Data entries
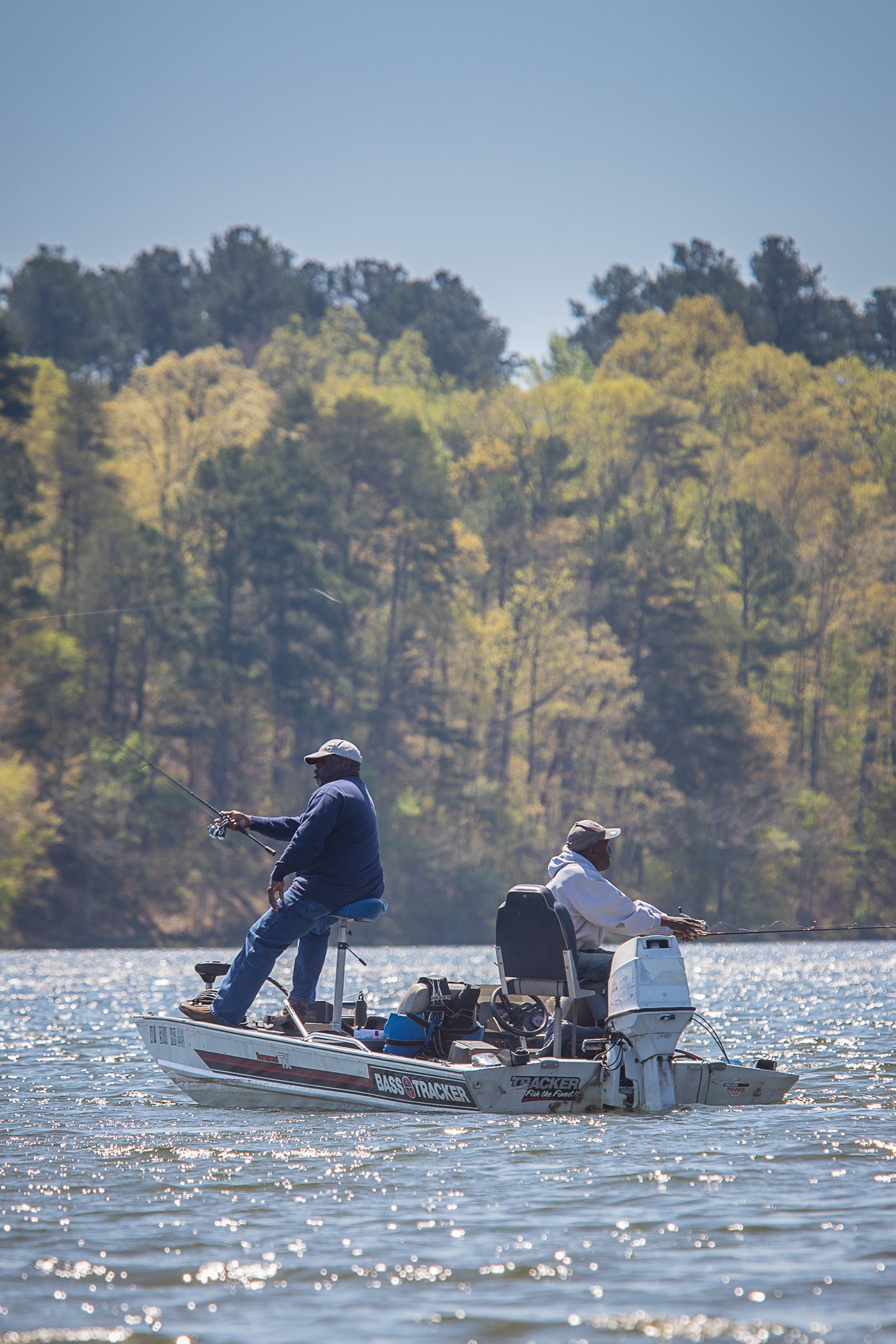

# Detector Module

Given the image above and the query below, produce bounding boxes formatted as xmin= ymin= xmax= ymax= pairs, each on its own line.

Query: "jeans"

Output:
xmin=576 ymin=948 xmax=612 ymax=1021
xmin=212 ymin=888 xmax=337 ymax=1027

[The problem]
Could you set down the lines above word for word, leaving the pictures out?

[Solved problem]
# Detector Module

Given the image above and the query below, produce bounding boxes formatted as xmin= ymin= xmax= ymax= pairs, each on its own line.

Query: "jeans"

Output:
xmin=576 ymin=948 xmax=612 ymax=1021
xmin=212 ymin=888 xmax=337 ymax=1027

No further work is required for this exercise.